## What is asked
Rewrite every line between the line holding "Reviewer note: see that each instance of the snow-covered slope" and the line holding "Target: small spruce tree", inclusive, leaving none out. In the answers only, multiply each x and y coordinate by 0.4 and round to a whole number, with halves rounded up.

* BEGIN *

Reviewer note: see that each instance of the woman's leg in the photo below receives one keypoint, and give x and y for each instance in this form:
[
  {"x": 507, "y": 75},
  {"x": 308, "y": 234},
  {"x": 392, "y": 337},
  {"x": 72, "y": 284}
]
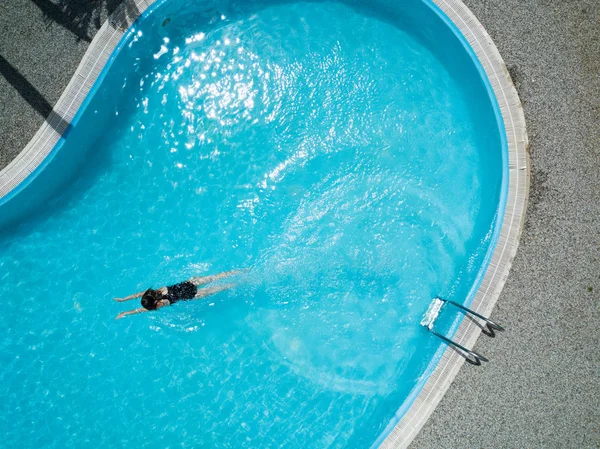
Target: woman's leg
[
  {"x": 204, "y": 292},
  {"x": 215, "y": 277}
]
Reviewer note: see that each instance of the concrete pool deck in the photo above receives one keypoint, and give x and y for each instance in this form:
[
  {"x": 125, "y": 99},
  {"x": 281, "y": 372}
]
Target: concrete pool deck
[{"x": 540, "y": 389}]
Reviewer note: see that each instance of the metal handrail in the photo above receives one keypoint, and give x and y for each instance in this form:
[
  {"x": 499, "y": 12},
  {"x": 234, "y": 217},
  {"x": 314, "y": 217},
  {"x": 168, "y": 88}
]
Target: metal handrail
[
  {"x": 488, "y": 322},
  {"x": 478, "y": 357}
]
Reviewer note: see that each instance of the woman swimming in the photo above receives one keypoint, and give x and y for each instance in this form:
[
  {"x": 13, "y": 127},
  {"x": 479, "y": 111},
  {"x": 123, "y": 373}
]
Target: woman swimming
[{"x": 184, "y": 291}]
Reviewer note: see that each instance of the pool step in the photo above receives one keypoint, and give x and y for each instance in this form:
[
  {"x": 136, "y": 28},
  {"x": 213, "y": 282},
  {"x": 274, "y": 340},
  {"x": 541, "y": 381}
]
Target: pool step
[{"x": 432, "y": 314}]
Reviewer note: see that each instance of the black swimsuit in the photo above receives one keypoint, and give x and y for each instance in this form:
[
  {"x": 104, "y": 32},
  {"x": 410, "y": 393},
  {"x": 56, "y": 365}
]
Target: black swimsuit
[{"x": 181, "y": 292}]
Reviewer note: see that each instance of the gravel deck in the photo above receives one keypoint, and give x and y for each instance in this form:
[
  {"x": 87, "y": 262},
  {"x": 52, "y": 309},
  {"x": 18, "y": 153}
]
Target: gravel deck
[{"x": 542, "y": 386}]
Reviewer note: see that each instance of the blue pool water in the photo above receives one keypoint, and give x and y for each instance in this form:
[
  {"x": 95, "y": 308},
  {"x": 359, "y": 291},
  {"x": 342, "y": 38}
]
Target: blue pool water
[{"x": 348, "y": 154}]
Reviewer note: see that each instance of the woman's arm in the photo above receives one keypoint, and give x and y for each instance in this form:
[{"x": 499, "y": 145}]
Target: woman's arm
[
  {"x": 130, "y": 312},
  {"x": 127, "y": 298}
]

* END *
* BEGIN *

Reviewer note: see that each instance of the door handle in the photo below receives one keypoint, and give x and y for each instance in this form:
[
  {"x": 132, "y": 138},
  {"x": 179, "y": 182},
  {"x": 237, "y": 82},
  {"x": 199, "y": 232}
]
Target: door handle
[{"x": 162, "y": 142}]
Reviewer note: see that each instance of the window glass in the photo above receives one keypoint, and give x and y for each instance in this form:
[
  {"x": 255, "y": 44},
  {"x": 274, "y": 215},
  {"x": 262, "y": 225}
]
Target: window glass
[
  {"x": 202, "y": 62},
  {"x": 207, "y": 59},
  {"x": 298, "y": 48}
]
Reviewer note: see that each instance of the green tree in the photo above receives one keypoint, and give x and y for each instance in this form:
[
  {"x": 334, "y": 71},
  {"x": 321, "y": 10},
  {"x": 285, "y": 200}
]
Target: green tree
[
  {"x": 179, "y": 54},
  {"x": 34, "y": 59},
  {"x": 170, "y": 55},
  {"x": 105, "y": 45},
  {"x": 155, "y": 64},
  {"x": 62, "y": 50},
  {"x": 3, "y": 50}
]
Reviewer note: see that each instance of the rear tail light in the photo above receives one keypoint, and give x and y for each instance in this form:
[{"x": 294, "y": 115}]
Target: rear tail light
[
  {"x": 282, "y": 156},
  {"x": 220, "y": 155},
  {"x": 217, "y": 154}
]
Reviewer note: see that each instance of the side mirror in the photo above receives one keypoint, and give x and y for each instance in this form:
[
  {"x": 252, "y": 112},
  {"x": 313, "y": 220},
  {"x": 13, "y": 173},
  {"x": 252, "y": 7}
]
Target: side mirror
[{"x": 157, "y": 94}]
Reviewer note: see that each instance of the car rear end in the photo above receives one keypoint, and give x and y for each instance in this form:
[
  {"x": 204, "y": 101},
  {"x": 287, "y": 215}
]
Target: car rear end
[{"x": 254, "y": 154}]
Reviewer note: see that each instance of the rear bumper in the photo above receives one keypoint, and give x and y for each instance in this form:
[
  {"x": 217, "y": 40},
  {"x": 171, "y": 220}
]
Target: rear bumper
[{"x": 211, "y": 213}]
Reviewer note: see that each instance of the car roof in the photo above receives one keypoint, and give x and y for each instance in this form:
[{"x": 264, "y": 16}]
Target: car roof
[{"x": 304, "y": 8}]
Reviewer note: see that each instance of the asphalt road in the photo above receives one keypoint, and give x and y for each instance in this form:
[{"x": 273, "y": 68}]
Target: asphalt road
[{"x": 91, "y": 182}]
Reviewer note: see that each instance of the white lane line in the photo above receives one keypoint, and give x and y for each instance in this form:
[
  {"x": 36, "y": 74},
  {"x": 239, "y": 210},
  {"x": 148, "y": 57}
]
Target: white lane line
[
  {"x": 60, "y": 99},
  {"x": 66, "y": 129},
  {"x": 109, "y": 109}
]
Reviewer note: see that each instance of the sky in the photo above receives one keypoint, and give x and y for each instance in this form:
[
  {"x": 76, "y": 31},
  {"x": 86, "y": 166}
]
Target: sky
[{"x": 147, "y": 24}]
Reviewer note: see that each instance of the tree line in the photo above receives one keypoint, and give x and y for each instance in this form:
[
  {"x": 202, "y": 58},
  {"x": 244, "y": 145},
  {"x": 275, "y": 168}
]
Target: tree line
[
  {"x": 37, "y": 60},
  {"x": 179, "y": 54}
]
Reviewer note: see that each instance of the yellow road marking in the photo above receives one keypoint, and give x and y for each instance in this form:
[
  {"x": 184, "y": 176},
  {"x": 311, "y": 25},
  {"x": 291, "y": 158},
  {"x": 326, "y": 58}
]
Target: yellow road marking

* END *
* BEGIN *

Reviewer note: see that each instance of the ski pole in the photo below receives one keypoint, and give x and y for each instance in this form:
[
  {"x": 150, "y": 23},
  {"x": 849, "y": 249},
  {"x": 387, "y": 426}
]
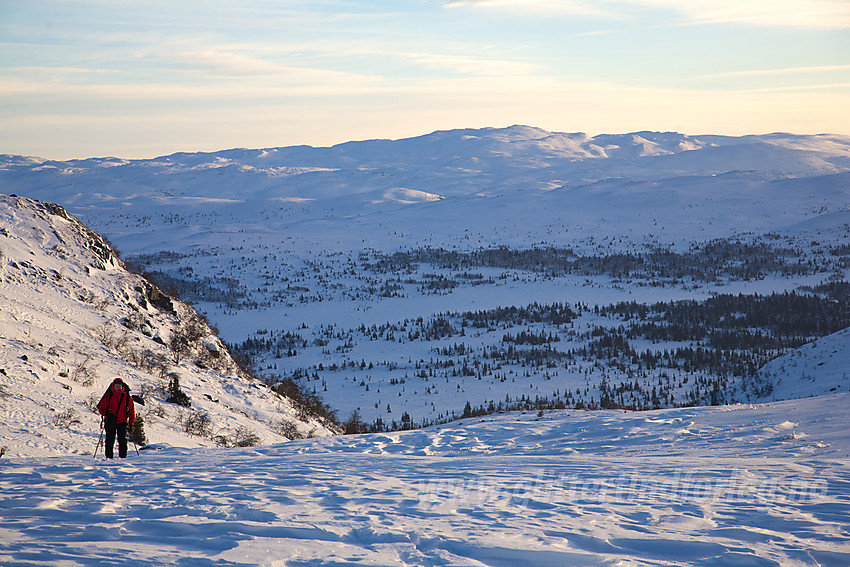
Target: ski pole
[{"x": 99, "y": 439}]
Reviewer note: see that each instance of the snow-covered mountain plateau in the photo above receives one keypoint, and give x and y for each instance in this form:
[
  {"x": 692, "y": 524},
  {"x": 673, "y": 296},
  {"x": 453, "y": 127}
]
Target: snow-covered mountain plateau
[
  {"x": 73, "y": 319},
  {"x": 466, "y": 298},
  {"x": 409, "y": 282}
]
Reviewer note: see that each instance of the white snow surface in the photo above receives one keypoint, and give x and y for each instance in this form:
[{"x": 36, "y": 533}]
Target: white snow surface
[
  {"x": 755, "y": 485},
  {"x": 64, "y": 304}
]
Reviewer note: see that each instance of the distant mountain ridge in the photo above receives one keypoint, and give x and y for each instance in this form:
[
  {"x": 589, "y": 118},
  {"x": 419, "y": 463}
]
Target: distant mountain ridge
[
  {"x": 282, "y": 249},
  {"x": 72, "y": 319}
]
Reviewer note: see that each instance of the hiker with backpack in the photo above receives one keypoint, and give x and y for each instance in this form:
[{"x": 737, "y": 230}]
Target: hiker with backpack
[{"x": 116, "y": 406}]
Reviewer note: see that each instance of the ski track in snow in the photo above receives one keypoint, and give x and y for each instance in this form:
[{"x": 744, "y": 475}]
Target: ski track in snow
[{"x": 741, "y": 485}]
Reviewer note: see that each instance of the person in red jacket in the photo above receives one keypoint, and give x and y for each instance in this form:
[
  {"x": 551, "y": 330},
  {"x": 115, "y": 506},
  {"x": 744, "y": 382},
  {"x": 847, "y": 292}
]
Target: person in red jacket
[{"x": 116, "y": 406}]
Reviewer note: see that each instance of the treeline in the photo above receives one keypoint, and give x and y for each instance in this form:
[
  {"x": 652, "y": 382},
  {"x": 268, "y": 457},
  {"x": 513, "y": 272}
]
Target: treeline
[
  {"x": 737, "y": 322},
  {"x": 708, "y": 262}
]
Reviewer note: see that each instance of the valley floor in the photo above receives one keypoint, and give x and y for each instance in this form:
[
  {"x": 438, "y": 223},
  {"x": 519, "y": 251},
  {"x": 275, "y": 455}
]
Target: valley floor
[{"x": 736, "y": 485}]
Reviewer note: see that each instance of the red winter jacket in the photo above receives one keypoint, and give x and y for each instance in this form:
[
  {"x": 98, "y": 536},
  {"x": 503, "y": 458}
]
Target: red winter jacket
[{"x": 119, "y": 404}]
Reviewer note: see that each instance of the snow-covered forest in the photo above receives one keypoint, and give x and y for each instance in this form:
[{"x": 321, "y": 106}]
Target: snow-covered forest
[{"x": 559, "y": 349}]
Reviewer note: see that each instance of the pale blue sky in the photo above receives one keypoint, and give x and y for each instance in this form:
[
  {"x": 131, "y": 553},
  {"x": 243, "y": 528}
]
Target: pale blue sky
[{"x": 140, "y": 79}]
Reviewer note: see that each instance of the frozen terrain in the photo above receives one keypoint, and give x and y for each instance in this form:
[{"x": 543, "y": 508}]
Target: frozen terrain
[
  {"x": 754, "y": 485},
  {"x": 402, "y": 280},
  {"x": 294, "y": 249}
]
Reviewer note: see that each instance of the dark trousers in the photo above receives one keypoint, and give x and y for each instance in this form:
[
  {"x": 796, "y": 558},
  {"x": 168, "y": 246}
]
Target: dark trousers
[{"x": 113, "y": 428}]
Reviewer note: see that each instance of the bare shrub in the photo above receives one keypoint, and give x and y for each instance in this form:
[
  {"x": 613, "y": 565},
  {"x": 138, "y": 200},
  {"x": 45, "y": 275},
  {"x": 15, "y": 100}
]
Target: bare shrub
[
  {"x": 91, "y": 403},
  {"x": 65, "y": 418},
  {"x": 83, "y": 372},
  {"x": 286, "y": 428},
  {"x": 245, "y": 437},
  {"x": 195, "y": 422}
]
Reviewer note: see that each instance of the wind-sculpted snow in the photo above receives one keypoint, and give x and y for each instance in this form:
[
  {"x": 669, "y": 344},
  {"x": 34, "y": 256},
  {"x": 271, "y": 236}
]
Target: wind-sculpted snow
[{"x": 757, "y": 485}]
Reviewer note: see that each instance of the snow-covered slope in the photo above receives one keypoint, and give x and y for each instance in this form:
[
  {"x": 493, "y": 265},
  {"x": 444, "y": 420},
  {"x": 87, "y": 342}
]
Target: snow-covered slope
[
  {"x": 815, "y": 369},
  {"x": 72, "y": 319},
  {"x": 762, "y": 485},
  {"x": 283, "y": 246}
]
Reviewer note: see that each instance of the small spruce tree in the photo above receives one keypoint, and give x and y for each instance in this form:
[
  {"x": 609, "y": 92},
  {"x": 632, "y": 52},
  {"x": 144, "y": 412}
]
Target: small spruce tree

* END *

## Written response
Reviewer note: see that each instance of the snow-covered slope in the photo above receives one keypoint, and give x and y for each instance in this form:
[
  {"x": 493, "y": 265},
  {"x": 444, "y": 420},
  {"x": 87, "y": 342}
]
Target: snow-covered slope
[
  {"x": 326, "y": 148},
  {"x": 29, "y": 128},
  {"x": 305, "y": 194},
  {"x": 113, "y": 98}
]
Reviewer note: see that each instance of the small spruce tree in the photo above receives one keypoint, and give x and y for each instance in this form:
[
  {"x": 609, "y": 92},
  {"x": 632, "y": 52},
  {"x": 144, "y": 412}
]
Target: small spruce tree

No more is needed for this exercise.